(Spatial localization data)
--- START ---

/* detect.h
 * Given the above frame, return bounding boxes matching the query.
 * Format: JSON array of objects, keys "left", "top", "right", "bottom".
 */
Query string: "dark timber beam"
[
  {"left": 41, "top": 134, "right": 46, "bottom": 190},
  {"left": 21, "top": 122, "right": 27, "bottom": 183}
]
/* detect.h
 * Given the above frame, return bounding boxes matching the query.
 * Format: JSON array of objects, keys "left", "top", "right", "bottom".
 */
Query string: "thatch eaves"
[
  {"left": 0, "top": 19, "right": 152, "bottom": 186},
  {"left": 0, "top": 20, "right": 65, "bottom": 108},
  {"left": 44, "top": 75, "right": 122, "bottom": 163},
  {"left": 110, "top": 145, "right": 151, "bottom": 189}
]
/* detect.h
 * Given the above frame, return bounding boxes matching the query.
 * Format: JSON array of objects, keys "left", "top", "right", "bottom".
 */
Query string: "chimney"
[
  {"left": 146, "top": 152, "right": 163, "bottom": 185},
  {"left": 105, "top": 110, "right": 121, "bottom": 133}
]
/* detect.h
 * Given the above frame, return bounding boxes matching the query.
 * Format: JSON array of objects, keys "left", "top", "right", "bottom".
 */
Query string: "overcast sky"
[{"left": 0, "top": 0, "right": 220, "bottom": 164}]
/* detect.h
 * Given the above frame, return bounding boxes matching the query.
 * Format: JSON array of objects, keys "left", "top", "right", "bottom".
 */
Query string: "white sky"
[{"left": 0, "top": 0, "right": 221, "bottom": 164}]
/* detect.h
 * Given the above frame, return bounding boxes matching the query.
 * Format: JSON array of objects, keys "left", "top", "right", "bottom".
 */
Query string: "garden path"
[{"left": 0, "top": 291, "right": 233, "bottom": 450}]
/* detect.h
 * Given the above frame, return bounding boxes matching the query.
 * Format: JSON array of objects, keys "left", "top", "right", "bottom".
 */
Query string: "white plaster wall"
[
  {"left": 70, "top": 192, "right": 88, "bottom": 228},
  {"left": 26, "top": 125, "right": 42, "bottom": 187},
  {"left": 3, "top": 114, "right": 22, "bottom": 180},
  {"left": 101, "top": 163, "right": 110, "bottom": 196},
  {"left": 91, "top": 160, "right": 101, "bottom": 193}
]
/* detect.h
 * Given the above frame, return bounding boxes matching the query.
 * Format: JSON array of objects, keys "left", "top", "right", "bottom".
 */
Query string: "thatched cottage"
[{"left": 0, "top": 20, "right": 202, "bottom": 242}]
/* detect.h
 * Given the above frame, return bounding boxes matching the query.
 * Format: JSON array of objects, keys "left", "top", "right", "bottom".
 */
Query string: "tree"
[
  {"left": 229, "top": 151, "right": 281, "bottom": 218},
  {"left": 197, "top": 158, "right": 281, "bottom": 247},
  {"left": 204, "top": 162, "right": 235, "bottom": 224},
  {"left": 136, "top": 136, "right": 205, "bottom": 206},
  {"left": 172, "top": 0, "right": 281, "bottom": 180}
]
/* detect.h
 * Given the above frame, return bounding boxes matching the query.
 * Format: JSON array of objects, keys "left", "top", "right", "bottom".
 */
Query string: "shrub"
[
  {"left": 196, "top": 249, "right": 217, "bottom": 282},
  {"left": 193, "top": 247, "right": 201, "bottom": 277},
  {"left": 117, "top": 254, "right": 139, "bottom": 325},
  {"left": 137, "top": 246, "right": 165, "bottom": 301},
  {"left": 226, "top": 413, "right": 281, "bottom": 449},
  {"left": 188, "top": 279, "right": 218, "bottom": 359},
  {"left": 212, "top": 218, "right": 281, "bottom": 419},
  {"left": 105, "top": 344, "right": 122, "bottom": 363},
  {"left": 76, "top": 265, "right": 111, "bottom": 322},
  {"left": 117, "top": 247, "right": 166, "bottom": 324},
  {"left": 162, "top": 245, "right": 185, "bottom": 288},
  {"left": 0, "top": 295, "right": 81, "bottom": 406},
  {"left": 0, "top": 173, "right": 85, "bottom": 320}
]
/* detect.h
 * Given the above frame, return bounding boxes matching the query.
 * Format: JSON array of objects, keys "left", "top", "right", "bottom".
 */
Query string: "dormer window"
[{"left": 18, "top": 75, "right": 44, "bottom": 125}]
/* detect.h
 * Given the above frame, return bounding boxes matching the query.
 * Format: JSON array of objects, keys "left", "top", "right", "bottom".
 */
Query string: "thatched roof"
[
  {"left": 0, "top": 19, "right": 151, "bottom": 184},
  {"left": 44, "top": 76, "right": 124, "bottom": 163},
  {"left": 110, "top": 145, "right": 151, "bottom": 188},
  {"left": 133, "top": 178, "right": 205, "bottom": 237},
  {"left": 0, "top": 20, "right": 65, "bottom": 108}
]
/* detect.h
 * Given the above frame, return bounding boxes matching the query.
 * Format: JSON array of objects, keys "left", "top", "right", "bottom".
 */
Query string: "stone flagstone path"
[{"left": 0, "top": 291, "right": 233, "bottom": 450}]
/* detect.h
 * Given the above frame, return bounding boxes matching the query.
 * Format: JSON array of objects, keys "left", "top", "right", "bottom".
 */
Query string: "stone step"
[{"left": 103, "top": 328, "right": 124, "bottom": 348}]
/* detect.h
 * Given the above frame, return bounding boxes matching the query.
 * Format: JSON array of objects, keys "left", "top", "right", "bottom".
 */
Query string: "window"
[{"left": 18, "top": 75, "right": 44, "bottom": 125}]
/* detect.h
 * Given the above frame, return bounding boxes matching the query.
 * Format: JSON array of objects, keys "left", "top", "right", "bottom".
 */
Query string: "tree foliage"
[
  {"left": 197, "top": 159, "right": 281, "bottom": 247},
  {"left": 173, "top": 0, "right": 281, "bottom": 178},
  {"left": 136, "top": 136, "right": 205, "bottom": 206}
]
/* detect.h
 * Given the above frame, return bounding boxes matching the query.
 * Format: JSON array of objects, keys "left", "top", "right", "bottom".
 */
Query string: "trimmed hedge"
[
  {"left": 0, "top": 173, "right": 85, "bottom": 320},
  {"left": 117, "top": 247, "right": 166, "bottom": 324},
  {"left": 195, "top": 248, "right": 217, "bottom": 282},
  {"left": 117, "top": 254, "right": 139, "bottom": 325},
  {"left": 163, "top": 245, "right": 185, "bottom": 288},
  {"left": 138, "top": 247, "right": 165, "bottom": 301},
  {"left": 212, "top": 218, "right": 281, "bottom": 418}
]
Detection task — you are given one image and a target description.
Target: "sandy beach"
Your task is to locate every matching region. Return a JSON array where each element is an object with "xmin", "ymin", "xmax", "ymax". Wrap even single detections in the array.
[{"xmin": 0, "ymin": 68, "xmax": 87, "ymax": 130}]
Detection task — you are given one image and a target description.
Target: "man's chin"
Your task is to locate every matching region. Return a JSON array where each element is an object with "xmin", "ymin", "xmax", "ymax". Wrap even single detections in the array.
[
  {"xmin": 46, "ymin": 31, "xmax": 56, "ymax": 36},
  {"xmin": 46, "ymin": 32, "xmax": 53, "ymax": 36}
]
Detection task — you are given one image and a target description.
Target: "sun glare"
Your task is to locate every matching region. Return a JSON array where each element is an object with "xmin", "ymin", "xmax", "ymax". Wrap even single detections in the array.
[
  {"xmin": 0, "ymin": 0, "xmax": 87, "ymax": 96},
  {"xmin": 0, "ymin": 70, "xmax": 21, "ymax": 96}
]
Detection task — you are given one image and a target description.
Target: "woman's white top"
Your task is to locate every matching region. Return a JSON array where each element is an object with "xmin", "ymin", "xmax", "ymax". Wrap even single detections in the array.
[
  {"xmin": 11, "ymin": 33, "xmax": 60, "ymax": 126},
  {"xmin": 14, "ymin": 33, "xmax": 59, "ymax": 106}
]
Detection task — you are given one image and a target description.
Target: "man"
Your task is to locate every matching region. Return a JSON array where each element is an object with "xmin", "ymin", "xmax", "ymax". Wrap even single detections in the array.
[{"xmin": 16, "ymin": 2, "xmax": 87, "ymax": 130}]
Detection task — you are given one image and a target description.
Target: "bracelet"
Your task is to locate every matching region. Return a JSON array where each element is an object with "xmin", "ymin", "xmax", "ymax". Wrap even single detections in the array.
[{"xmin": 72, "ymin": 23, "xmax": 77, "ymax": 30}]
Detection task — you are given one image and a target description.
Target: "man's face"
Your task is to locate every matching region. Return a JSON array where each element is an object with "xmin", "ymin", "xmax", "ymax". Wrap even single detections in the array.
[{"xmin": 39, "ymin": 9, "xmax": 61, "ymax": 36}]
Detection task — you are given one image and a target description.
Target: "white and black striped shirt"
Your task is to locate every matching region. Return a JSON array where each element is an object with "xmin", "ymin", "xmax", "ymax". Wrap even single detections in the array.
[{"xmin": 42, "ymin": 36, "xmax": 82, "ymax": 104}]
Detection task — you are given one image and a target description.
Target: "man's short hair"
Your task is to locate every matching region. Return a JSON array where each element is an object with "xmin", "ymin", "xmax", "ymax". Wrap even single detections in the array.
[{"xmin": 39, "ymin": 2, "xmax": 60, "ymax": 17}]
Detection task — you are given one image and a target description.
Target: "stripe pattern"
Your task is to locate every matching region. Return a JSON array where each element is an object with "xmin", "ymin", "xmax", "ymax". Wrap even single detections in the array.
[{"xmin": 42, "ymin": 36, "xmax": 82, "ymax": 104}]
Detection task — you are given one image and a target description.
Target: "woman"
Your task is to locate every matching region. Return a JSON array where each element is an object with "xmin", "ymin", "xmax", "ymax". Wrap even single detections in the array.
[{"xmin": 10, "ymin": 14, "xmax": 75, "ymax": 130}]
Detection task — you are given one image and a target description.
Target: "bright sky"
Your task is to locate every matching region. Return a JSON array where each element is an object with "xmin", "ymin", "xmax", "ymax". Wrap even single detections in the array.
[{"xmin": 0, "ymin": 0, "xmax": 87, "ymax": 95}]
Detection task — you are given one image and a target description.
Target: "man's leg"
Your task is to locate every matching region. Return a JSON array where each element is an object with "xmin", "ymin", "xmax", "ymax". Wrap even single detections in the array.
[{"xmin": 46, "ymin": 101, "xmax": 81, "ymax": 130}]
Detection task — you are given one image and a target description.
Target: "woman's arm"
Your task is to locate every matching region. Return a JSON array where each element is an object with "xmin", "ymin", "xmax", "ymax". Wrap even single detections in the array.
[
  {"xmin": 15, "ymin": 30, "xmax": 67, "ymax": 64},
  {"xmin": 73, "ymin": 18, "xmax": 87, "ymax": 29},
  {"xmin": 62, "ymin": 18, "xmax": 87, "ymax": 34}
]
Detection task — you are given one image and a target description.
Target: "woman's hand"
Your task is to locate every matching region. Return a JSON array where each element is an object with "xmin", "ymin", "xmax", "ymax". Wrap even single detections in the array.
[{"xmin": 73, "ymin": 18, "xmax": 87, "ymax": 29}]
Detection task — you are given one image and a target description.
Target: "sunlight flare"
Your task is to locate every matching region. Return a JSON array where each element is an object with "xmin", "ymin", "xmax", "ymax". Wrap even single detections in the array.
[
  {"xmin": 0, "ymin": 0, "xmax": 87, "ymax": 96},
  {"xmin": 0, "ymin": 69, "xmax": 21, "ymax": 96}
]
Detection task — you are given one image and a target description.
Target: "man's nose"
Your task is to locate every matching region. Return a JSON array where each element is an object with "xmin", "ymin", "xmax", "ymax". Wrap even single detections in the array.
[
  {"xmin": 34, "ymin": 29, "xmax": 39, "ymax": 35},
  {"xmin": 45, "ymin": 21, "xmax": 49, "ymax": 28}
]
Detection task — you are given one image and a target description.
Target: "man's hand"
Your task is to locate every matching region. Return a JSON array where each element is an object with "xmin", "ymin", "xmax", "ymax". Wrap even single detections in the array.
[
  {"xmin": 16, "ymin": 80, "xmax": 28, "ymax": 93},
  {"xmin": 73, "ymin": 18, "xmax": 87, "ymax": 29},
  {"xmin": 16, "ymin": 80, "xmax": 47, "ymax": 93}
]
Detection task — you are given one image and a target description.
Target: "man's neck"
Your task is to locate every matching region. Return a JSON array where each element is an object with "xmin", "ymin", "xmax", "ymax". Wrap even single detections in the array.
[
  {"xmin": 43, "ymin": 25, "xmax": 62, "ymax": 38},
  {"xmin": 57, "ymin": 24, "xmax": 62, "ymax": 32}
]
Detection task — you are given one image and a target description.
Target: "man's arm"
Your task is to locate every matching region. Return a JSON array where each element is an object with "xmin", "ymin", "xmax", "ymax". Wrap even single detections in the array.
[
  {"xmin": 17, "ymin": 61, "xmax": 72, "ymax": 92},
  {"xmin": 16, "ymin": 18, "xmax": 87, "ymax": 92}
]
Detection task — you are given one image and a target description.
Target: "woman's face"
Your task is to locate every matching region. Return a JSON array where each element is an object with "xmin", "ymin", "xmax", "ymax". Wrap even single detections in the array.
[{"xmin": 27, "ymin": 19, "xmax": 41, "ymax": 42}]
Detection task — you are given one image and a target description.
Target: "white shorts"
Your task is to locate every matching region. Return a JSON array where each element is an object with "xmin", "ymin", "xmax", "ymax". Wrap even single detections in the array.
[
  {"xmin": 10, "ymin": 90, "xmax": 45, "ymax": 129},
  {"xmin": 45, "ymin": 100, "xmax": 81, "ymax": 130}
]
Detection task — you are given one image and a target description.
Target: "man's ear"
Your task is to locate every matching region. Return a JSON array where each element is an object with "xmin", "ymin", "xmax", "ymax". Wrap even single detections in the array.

--- END ---

== Task directions ==
What this exercise asks for is every line of the data above with the word "face".

== Expected answer ==
Target: "man's face"
Target: "woman's face"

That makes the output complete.